(Supplied data begins)

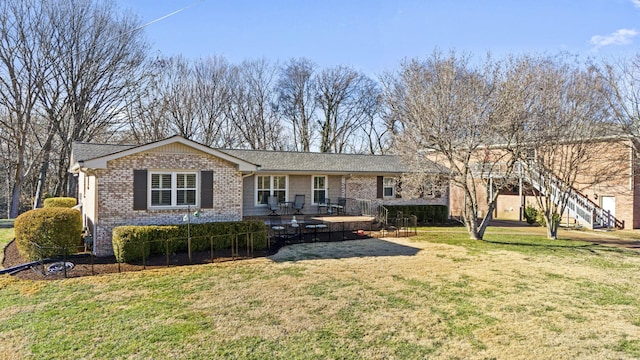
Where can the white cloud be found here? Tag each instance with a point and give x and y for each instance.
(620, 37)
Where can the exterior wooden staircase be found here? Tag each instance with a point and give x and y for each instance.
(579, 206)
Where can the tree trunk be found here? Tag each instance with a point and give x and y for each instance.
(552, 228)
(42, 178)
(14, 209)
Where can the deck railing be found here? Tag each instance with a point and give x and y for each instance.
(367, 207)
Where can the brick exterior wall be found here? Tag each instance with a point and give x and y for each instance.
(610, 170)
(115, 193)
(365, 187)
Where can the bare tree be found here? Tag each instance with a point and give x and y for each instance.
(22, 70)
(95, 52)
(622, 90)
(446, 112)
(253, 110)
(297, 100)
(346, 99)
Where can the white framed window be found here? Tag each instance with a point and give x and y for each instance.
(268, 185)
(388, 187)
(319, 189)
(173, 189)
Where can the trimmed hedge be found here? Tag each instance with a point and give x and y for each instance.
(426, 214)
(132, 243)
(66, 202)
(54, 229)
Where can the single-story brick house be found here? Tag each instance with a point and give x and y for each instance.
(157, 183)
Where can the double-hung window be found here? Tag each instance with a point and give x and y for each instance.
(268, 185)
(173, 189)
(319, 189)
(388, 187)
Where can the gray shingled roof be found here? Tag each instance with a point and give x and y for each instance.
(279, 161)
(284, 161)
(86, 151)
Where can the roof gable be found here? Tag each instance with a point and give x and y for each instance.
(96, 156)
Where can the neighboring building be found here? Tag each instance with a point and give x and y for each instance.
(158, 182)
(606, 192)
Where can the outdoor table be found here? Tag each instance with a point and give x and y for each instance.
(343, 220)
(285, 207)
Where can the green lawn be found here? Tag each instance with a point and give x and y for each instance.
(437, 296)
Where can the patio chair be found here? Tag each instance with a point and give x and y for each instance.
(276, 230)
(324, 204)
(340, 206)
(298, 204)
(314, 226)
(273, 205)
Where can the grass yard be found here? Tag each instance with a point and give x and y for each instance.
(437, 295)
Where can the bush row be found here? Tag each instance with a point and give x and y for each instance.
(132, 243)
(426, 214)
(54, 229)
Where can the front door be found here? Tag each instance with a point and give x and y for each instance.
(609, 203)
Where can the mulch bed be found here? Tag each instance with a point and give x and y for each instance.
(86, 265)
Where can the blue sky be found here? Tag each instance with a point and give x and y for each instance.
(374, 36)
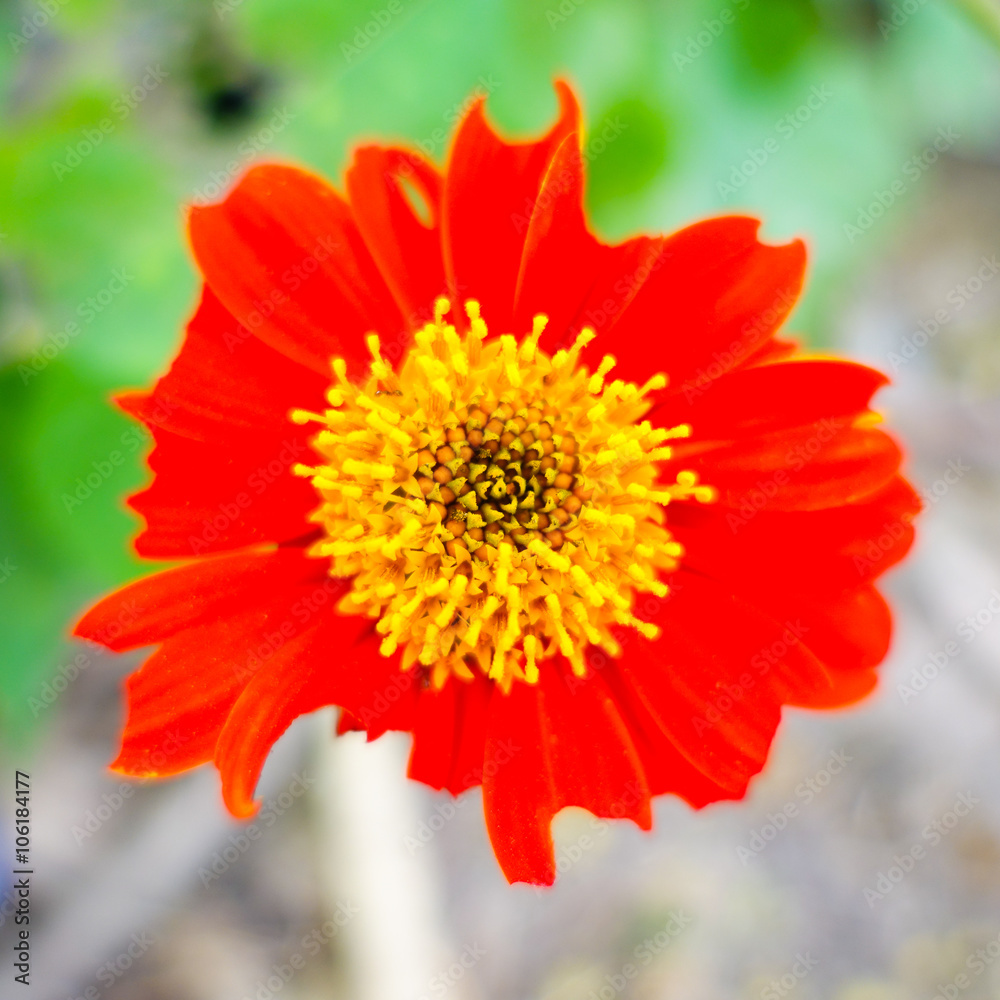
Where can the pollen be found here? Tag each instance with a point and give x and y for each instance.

(Supplied data ends)

#### [Task goal]
What comes back should match the records exactly, minus any pictures.

#### [Result]
Where can the white cloud be found here? Tag each instance with a point and give x and y for each instance.
(620, 37)
Where can the exterior wooden staircase be found here? Tag each instance with a point and give x and y for each instance.
(579, 206)
Where can the tree trunk be found here? Tag each instance with a point and give x and y for each instance.
(552, 228)
(42, 178)
(14, 209)
Where can the deck railing be found here? Tag each instance with a point and give x and y for each instance.
(367, 207)
Where can the brick exterior wall be found here? Tag each instance with a point and give x and y for each instance.
(610, 170)
(115, 193)
(365, 187)
Where can the bare tree be found here? Tag each instance with a point and give x and y for each instance.
(22, 70)
(95, 52)
(622, 90)
(446, 112)
(253, 110)
(297, 100)
(346, 99)
Where can the white framed window be found here? Tag each instance with a point and give x and y for each instance.
(268, 185)
(388, 187)
(319, 189)
(173, 189)
Where can the trimmed hedge be found here? Tag each instance with a point and give x and y for each instance.
(426, 214)
(132, 243)
(66, 202)
(54, 229)
Where can the single-story brick house be found here? Tag each instance with a point and give x and y for each instance.
(157, 183)
Where can the double-hung window be found here? Tag each instance with a point and give x and y for each instance.
(268, 185)
(173, 189)
(319, 189)
(388, 187)
Where can the gray shingled roof be found here? Tag each instance with a point and give x and y for each instance.
(279, 161)
(284, 161)
(86, 151)
Where can the roof gable be found here? Tag each instance with a point and give x and y for each instance.
(96, 156)
Where can the neighboring building be found here? Tag each instance with a point and give x and y for each instance.
(158, 182)
(606, 192)
Where can the outdoor table be found here? Tag each instance with a point and give x and y for each instance.
(343, 220)
(285, 207)
Where can the green lawn be found here? Tag each instance with a point and give x and y for each instance.
(437, 296)
Where can the patio chair be found here? Tag each instance with a point and give x and y for each instance.
(276, 230)
(324, 204)
(340, 206)
(298, 204)
(314, 226)
(273, 205)
Where can the grass yard be found here? Tag each instance with a point and give x and y for each instance.
(437, 295)
Where can the bush row be found here? Tag each instance with a point and give x and y for each instance.
(132, 243)
(426, 214)
(54, 229)
Where can the front door be found here? Tag each instance with a point and give x and y for each instance.
(609, 203)
Where can the mulch bed be found here? Tag each instance with a point and give x and y for each instance.
(86, 265)
Where can the blue sky be found here? Tag each instance with a point and give x and y for each instance.
(374, 36)
Where can the pollen be found here? Tag each instance with a point and give x and y for each instance.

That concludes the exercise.